■ Objective:
What is needed is an exact copy of the entries below, from the line that contains "Where can you see the white jersey with" through the final line, both included, and nothing else.
[start Input for this task]
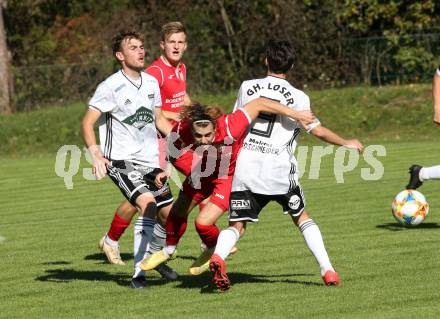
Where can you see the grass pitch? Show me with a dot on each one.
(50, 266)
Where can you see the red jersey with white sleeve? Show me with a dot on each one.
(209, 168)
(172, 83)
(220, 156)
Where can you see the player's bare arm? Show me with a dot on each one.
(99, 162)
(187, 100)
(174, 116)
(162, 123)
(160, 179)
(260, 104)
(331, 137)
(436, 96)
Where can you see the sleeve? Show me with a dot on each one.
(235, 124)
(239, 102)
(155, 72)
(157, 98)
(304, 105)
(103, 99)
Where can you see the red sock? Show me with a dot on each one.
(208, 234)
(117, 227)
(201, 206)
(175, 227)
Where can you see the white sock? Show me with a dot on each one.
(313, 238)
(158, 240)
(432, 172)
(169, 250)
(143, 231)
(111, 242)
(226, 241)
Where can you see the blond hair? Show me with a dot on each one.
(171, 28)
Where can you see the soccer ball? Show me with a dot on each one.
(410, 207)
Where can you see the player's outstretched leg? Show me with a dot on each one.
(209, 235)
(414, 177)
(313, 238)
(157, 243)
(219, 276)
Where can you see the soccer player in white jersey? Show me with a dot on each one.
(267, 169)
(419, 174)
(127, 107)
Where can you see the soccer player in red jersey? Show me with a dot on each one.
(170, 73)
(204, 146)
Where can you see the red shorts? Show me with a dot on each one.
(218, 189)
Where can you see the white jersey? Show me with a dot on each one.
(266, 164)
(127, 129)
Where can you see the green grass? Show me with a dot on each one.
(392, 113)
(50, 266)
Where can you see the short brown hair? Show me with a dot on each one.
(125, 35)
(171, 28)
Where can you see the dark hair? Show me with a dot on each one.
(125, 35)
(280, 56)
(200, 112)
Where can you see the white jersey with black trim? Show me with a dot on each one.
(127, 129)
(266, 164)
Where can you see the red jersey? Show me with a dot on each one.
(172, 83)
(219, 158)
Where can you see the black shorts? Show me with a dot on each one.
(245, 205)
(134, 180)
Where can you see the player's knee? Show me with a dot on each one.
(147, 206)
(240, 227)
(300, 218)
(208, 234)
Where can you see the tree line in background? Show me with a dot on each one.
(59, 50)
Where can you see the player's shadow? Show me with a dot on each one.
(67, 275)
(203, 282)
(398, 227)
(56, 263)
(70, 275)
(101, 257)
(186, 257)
[end Input for this task]
■ Answer:
Where can you see the white jersey with black trim? Show me with a dot on each one.
(127, 129)
(266, 164)
Where can you see the red jersey? Show me with a dot on each one.
(172, 83)
(219, 158)
Where can you see the black shorts? Show me with a dot on each one.
(245, 205)
(134, 180)
Where can you see the player's knee? Show me with a dot on each one.
(147, 206)
(240, 227)
(300, 218)
(208, 234)
Where can you see the tree line in background? Show me with a dot on each one.
(59, 50)
Where can you see the player's shadow? Show me with a dot on each one.
(67, 275)
(203, 282)
(398, 227)
(56, 263)
(70, 275)
(101, 257)
(186, 257)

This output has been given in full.